- **Extrait du texte**:
Sondra Radvanovsky, à propos de Turandot
La soprano Sondra Radvanovsky incarne la Princesse de Chine Turandot dans la nouvelle intégrale événement sous la direction d’Antonio Pappano. Alors que cette parution marque ses débuts dans ce rôle, la musicienne répond à nos questions.
Cet enregistrement de Turandot et les concerts qui ont suivi ont marqué vos débuts dans le rôle-titre de Turandot. Qu'est-ce qui vous a motivée à accepter ce rôle ?
J'ai toujours pensé qu'il y a une progression naturelle de la voix en vieillissant... ainsi qu'un ordre naturel dans lequel un chanteur aborde des rôles de Puccini, ou d'autres rôles de différents compositeurs. Mon premier rôle de Puccini a été Mimi de la Bohème alors que je n'avais que 21 ans. Le choix naturel du rôle suivant aurait été quelque chose comme Liu ou Suor Angelica après cela, suivi de Tosca, par exemple. Maintenant que j'ai 53 ans et que j'ai chanté toutes les héroïnes de Puccini jusqu'à Turandot, j'ai senti que j'étais prête et que je comprenais le "langage" musical de Puccini pour prendre ce rôle plus lourd et plus dramatique. De plus, qui n'a pas envie de chanter Turandot ?

- **Consigne**: Pouvez-vous prolonger l'entretien avec Sondra Radvanovsky sur Turandot à partir de sa dernière réplique ? La liste constitue un matériau à part, indépendant de l'entretien.

- **Données fournies**:
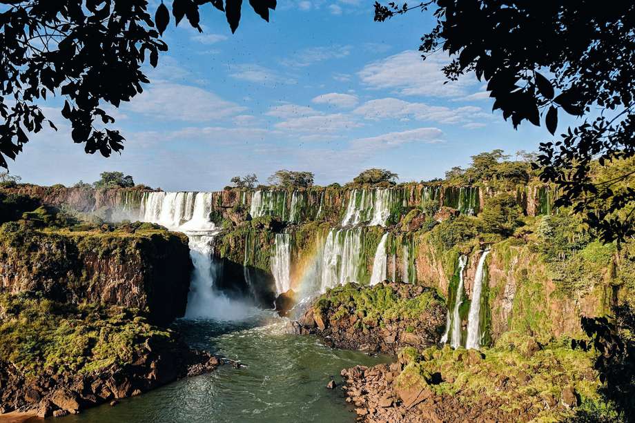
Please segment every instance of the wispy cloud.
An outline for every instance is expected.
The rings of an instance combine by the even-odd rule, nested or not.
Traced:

==

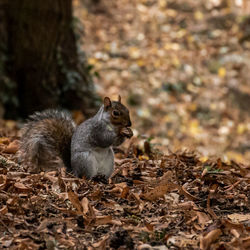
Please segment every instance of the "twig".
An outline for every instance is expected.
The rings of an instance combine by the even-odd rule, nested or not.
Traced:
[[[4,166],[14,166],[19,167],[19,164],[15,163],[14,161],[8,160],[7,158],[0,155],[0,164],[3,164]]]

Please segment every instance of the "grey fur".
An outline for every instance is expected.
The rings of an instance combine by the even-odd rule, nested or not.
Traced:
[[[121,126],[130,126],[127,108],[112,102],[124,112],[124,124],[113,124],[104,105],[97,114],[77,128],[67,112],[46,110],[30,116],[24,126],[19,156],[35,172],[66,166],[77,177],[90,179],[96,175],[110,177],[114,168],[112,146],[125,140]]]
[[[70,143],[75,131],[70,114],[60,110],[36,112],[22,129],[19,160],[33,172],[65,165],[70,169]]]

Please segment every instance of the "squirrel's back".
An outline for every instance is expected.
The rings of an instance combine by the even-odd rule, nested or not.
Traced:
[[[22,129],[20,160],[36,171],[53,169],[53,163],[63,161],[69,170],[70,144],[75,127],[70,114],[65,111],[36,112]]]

--

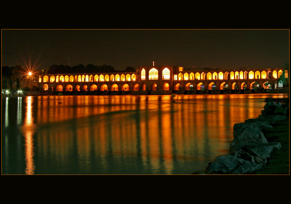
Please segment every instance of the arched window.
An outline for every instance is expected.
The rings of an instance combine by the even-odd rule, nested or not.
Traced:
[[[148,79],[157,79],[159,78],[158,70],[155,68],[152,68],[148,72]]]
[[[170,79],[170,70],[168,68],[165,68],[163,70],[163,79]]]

- **Corrigé**:
Cela dit, Maria Callas et Joan Sutherland ont toujours été mes sopranos préférées dans ce rôle et je les ai également utilisées comme référence pour apprendre ce rôle emblématique. Quelque part, le rôle de Turandot est devenu ce que j'appelle "une fête du cri" ; un rôle que seules les sopranos lourdes, dramatiques et wagnériennes pouvaient chanter. Avec cette tradition, je crains que la sensualité et la fragilité de la musique de Puccini ne se soient perdues. J'ai donc abordé ce rôle plutôt dans la veine de Callas et Sutherland, qui ont toutes deux trouvé des couleurs vocales et des dynamiques étonnantes pour le rôle-titre.
Dans le livret, Antonio Pappano parle de cet opéra comme d'un défi. Quels sont les défis musicaux du rôle de Turandot ?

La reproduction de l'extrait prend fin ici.